• Task instructions: Render every line of the listing below as a numbered list, omitting any blank lines.

+ + + + + + +

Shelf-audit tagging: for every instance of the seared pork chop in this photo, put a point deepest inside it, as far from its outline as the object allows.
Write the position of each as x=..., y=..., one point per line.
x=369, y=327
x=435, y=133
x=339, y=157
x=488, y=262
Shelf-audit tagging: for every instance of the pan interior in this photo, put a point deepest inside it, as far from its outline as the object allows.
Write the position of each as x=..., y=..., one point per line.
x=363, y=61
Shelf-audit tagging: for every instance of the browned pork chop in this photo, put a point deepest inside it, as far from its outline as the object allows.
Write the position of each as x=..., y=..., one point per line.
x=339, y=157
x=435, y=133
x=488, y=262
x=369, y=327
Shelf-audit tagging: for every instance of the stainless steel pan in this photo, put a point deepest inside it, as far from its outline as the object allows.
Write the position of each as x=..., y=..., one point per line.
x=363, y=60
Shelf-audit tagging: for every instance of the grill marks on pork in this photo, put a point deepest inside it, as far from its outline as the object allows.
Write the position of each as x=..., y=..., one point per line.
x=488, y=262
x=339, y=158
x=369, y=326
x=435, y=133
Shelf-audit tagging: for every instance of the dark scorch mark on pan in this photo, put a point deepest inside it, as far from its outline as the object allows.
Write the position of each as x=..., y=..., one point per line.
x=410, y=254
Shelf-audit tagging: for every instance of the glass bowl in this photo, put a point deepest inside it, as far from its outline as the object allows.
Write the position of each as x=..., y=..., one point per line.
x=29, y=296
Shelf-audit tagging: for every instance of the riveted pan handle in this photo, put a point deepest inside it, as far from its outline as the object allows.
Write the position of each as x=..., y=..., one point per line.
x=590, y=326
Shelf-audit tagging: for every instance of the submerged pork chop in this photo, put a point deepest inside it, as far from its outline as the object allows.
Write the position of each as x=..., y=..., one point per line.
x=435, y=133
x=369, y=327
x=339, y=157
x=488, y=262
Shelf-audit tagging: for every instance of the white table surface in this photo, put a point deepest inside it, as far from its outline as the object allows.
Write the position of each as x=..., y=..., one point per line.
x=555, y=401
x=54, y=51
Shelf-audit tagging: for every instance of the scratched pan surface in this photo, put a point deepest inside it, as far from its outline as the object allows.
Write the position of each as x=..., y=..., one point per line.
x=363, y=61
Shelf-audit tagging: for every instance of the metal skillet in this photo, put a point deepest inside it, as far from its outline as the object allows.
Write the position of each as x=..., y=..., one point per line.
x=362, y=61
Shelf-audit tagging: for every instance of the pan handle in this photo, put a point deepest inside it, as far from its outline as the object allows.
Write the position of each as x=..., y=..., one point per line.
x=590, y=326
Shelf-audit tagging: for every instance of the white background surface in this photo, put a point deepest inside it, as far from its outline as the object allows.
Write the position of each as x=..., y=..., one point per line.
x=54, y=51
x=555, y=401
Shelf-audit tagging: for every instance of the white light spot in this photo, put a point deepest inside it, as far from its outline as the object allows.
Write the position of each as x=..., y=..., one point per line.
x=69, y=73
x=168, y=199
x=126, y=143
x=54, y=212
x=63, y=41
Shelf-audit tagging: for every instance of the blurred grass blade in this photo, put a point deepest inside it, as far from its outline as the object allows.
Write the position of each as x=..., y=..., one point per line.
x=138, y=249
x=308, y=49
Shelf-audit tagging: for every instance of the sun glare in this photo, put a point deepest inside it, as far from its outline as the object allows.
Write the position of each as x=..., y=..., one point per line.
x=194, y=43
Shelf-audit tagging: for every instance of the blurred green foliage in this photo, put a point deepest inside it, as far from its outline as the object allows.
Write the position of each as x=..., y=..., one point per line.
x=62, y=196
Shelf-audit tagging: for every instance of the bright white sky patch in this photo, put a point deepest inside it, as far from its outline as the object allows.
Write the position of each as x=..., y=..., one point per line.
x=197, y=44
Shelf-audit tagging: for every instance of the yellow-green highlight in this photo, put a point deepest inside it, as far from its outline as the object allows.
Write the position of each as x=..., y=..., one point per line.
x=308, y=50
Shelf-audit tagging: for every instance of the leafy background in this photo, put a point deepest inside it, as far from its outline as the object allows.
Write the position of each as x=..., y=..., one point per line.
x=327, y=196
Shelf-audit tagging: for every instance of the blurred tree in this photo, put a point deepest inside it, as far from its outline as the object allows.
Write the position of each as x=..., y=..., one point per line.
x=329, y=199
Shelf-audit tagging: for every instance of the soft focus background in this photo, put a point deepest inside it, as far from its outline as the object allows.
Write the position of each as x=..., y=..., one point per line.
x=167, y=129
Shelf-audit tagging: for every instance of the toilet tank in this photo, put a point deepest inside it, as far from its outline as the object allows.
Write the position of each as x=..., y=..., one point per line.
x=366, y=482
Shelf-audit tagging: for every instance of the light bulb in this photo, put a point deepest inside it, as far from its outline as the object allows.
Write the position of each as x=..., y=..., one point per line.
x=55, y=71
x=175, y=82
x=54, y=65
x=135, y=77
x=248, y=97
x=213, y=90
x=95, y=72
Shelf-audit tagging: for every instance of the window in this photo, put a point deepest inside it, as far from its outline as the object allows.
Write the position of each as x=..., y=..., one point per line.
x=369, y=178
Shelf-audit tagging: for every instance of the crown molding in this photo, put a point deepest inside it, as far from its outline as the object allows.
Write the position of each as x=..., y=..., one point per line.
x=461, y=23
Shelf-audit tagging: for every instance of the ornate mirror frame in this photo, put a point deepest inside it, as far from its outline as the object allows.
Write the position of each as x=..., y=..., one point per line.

+ + + + + + +

• Response to this exercise:
1. Shelf-audit tagging: for every instance of the seared pork chop in this photo, put a point deepest inside it, as far from its outline as the object allows.
2. Write the position of each as x=..., y=..., one point per line.
3. x=369, y=327
4. x=435, y=133
5. x=339, y=157
6. x=488, y=262
7. Shelf-audit tagging: for every instance of the pan interior in this photo, put a point deepest inside it, as far from its outline as the object allows.
8. Write the position of each as x=..., y=..., one point per line.
9. x=363, y=61
10. Shelf-audit tagging: for every instance of the browned pork chop in this photo, put a point deepest inside it, as far from its outline as the object allows.
11. Write the position of each as x=..., y=..., one point per line.
12. x=339, y=157
13. x=435, y=133
14. x=488, y=262
15. x=369, y=327
16. Shelf-audit tagging: for every instance of the stainless steel pan in this photo, put a point deepest inside it, as far from its outline as the object allows.
17. Write the position of each as x=..., y=..., one point per line.
18. x=363, y=60
19. Shelf-audit tagging: for every instance of the grill marks on pork in this photo, put a point deepest inside it, as far from its outline as the object allows.
20. Write the position of each as x=..., y=..., one point per line.
21. x=488, y=262
22. x=339, y=158
23. x=369, y=326
24. x=435, y=133
25. Shelf-audit tagging: for every instance of the dark scorch mark on pan in this photo, put a point deepest inside it, as far from its outline as the object allows.
26. Write the position of each as x=..., y=..., one point per line.
27. x=410, y=254
28. Shelf-audit tagging: for every instance of the glass bowl in this photo, put a point deepest inside it, as far from its outline as the object allows.
29. Write the position of each as x=..., y=..., one point per line.
30. x=29, y=296
31. Shelf-audit tagging: for every instance of the riveted pan handle in this photo, put a point deepest inside it, as far from its outline as the object allows.
32. Write the position of each as x=..., y=..., one point per line.
33. x=590, y=326
34. Shelf-audit tagging: for every instance of the submerged pork chop in this photo, put a point deepest inside it, as far from its outline as the object allows.
35. Write the position of each as x=..., y=..., one point per line.
36. x=435, y=133
37. x=369, y=327
38. x=339, y=157
39. x=488, y=262
40. Shelf-audit tagging: for every instance of the white table surface in this photo, put a point deepest inside it, as far from its outline as the object allows.
41. Write the position of each as x=..., y=..., one point per line.
42. x=555, y=401
43. x=54, y=51
44. Shelf-audit tagging: for every instance of the scratched pan surface in this photo, put a point deepest inside it, as far from its outline as the object allows.
45. Write the position of each as x=..., y=..., one point per line.
46. x=363, y=61
47. Shelf-audit tagging: for every instance of the metal skillet in this photo, put a point deepest inside it, as far from its outline as the object allows.
48. Write the position of each as x=..., y=..., one point per line.
49. x=362, y=61
50. Shelf-audit tagging: for every instance of the pan handle in this photo, put a point deepest inside it, as far from its outline as the object allows.
51. Write the position of each as x=..., y=..., one point per line.
52. x=590, y=326
53. Shelf-audit tagging: for every instance of the white background surface in this photo, put a point deepest inside it, as far from its outline as the object allows.
54. Write the position of each as x=..., y=..., one point per line.
55. x=54, y=51
56. x=555, y=401
57. Shelf-audit tagging: for every instance of the white light spot in this photo, put a point deepest inside it, as far from its outline as the object allows.
58. Write the position of each as x=..., y=..., one point per line.
59. x=69, y=73
60. x=168, y=199
61. x=126, y=143
62. x=54, y=212
63. x=63, y=41
64. Shelf-audit tagging: for every instance of the blurred grass blade in this photo, put a point deepest inside it, as far from its outline as the object allows.
65. Write the position of each as x=..., y=..., one point per line.
66. x=138, y=249
67. x=308, y=49
68. Shelf-audit tagging: for every instance of the sun glare in this photo, put a point deepest inside it, as far from its outline as the object allows.
69. Write the position of each as x=..., y=..., one point per line.
70. x=194, y=43
71. Shelf-audit tagging: for every instance of the blurred green foliage in this photo, put a point deepest inside it, as far from its outline as the object allows.
72. Write the position of each as x=..., y=..., one point per line.
73. x=62, y=196
74. Shelf-audit tagging: for every instance of the bright white sky patch in this photo, put a point deepest inside it, as far from its outline as the object allows.
75. Write the position of each as x=..., y=..., one point per line.
76. x=197, y=44
77. Shelf-audit tagging: for every instance of the yellow-green highlight in this photo, put a point deepest inside it, as far from its outline as the object allows.
78. Write the position of each as x=..., y=..., one point per line.
79. x=308, y=50
80. Shelf-audit tagging: for every instance of the leafy background in this photo, put a point deepest inside it, as far from its outline as the object allows.
81. Write the position of each as x=..., y=..., one point per line.
82. x=327, y=196
83. Shelf-audit tagging: for every instance of the blurred tree in this photo, put a point deepest inside it, as far from its outline as the object allows.
84. Write the position of each as x=..., y=..., one point per line.
85. x=329, y=199
86. Shelf-audit tagging: for every instance of the soft focus background in this photo, put a point deepest inside it, as far from its outline as the object allows.
87. Write the position of each as x=..., y=..., one point per line.
88. x=167, y=129
89. Shelf-audit tagging: for every instance of the toilet tank in this photo, put a point deepest inside it, as far from its outline as the object allows.
90. Write the position of each as x=..., y=..., one point per line.
91. x=366, y=482
92. Shelf-audit tagging: for every instance of the light bulb in this photo, put a point deepest inside it, as far from its outline as the object allows.
93. Write the position of each as x=..., y=..., one point per line.
94. x=55, y=71
95. x=175, y=82
96. x=54, y=65
97. x=135, y=77
98. x=248, y=97
99. x=213, y=90
100. x=95, y=72
101. Shelf-audit tagging: for every instance of the window in this photo, put a point deepest inside it, as far from its outline as the object allows.
102. Write the position of each as x=..., y=..., one point per line.
103. x=369, y=178
104. Shelf-audit tagging: for every instance of the crown molding in this photo, put a point deepest inside it, as far from its outline as the object allows.
105. Write the position of each as x=..., y=..., one point per line.
106. x=461, y=23
107. Shelf-audit tagging: for every instance of the ornate mirror frame in this photo, put a point deepest inside it, as far from its outline as the object allows.
108. Write the position of each as x=..., y=..., one point per line.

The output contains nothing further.